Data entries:

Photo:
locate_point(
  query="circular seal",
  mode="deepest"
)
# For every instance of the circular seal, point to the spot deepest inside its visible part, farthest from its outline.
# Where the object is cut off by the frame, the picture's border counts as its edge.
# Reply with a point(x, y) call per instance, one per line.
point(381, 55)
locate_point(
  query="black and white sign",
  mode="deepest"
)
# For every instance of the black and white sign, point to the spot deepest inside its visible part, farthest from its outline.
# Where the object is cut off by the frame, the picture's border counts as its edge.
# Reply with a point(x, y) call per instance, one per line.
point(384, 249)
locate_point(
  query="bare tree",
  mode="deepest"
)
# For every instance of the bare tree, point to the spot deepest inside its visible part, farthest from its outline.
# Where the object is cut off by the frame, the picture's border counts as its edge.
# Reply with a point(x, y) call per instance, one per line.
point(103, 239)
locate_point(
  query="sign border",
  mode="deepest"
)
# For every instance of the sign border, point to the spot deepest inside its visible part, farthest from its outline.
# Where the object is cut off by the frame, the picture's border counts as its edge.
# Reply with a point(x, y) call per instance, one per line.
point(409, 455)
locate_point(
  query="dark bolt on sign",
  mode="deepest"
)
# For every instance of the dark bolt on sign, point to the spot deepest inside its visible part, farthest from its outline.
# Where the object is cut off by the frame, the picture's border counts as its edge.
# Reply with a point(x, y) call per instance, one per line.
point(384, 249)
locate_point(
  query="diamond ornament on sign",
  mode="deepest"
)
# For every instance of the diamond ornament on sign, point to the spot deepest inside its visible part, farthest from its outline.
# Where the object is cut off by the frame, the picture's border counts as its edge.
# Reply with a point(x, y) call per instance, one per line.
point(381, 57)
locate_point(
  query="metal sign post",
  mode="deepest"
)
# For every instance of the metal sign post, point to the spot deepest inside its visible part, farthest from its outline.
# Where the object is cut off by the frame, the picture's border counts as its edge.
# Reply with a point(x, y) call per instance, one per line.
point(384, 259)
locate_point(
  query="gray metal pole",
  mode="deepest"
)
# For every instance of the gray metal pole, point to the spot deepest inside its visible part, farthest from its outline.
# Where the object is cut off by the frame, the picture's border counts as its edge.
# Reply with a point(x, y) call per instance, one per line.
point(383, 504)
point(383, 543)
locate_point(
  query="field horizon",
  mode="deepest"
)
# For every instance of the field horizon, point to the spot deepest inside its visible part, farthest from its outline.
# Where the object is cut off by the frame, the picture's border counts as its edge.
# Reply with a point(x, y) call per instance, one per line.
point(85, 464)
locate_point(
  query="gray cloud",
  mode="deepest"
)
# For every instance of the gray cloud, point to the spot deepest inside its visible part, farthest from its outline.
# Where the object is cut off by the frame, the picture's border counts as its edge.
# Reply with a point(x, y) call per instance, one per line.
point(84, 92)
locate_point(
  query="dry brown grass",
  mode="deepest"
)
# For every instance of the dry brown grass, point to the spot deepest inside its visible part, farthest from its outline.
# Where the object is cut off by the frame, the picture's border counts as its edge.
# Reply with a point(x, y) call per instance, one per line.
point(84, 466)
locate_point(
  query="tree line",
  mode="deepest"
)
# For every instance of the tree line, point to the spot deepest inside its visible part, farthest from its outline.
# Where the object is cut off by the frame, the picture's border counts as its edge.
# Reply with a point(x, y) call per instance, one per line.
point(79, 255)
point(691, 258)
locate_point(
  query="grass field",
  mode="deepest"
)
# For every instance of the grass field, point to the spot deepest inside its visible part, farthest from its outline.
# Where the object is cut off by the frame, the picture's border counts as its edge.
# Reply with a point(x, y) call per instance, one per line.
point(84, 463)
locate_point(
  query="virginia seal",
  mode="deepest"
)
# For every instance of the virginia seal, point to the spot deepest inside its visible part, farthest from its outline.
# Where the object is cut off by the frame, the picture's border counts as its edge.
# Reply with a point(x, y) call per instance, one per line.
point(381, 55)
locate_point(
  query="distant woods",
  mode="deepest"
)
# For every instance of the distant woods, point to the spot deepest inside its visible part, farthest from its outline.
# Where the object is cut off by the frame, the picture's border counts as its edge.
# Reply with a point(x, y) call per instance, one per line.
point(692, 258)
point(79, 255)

_WHAT TO DO_
An exact copy of every record is what the answer must contain.

_WRITTEN ANSWER_
Photo:
locate_point(
  query="circular seal",
  mode="deepest"
)
# For every instance of the circular seal, point to the spot deepest inside its visible part, farthest from its outline.
# Where the object is cut off by the frame, the picture's border counts as its edge.
# Reply with a point(x, y) call per instance, one per line.
point(381, 55)
locate_point(
  query="black and white sign",
  mode="deepest"
)
# For every instance of the black and white sign, point to the spot deepest inside its visible part, farthest from its outline.
# Where the object is cut off by the frame, the picture's border counts as its edge.
# Reply with a point(x, y) call per instance, one per line.
point(384, 249)
locate_point(
  query="bare tree",
  mode="deepest"
)
# For every instance of the bare tree, point to the spot deepest inside its visible part, farthest from its outline.
# Where the object is cut off by the frame, the picture's border counts as its edge.
# Reply with a point(x, y) call per instance, one per line.
point(103, 239)
locate_point(
  query="sign border",
  mode="deepest"
)
# For every instance of the sign border, point to the spot deepest inside its visible part, farthest from its outline.
# Where the object is cut off by the frame, the picture's border counts as its edge.
# Reply with a point(x, y) call per instance, one per line.
point(409, 455)
locate_point(
  query="dark bolt on sign",
  mode="deepest"
)
# For every instance of the dark bolt on sign, point to the spot deepest inside its visible part, farthest from its outline.
# Where the object is cut off by the frame, the picture's border counts as its edge.
# Reply with a point(x, y) call per instance, one per line.
point(384, 249)
locate_point(
  query="diamond ornament on sign",
  mode="deepest"
)
# For every instance of the diamond ornament on sign, point to the spot deepest inside its visible part, farthest from its outline.
# Where the object is cut off by the frame, the picture's border counts as its edge.
# Reply with a point(x, y) call per instance, one per line.
point(381, 57)
locate_point(
  query="metal sign post",
  mode="deepest"
)
# For every instance of the metal sign post, point to the spot deepest inside its visible part, farthest from its outline.
# Where the object is cut off by the frame, the picture's border counts as its edge.
# Reply with a point(x, y) call per instance, one per line.
point(384, 259)
locate_point(
  query="gray metal pole",
  mode="deepest"
)
# For every instance of the gray metal pole, point to the spot deepest inside its visible part, farthest from its outline.
# Where the object is cut off by the frame, the picture's border counts as its edge.
# Reply with a point(x, y) call per instance, one per line.
point(383, 504)
point(383, 543)
locate_point(
  query="field horizon",
  mode="deepest"
)
# For every instance of the field horizon, point to the spot deepest inside its visible part, farthest from its outline.
# Where the object is cut off by the frame, the picture's border counts as its edge.
# Reply with a point(x, y) call per instance, one per line.
point(85, 464)
locate_point(
  query="gray cloud",
  mode="deepest"
)
# For every instance of the gray cloud, point to the spot deepest inside its visible part, farthest from its outline.
# Where the object is cut off by the frame, the picture's border counts as its edge.
# Reply with a point(x, y) call per instance, one per line.
point(84, 92)
locate_point(
  query="dry brown grass",
  mode="deepest"
)
# For every instance of the dry brown grass, point to the spot deepest inside its visible part, farthest from its outline.
# Where the object is cut off by the frame, the picture's border counts as its edge.
# Reply with a point(x, y) call per instance, one per line.
point(84, 466)
locate_point(
  query="tree line",
  mode="deepest"
)
# For every instance of the tree line, point to the spot deepest inside its visible part, farthest from its outline.
# Where the object is cut off by the frame, the picture's border counts as its edge.
# Reply with a point(x, y) call per instance, one per line.
point(79, 255)
point(691, 258)
locate_point(
  query="grass field",
  mode="deepest"
)
# For every instance of the grass field, point to the spot deepest inside its visible part, farthest from its outline.
# Where the object is cut off by the frame, the picture's border counts as its edge.
# Reply with a point(x, y) call per instance, one per line.
point(84, 463)
locate_point(
  query="virginia seal",
  mode="deepest"
)
# For every instance of the virginia seal, point to the spot deepest inside its visible part, farthest from its outline.
# Where the object is cut off by the frame, the picture's border counts as its edge.
# Reply with a point(x, y) call per instance, one per line.
point(381, 55)
locate_point(
  query="distant woods",
  mode="deepest"
)
# For every instance of the distant woods, point to the spot deepest inside its visible part, farthest from its outline.
# Where the object is cut off by the frame, the picture's border counts as its edge.
# Reply with a point(x, y) call per instance, one per line.
point(692, 258)
point(79, 255)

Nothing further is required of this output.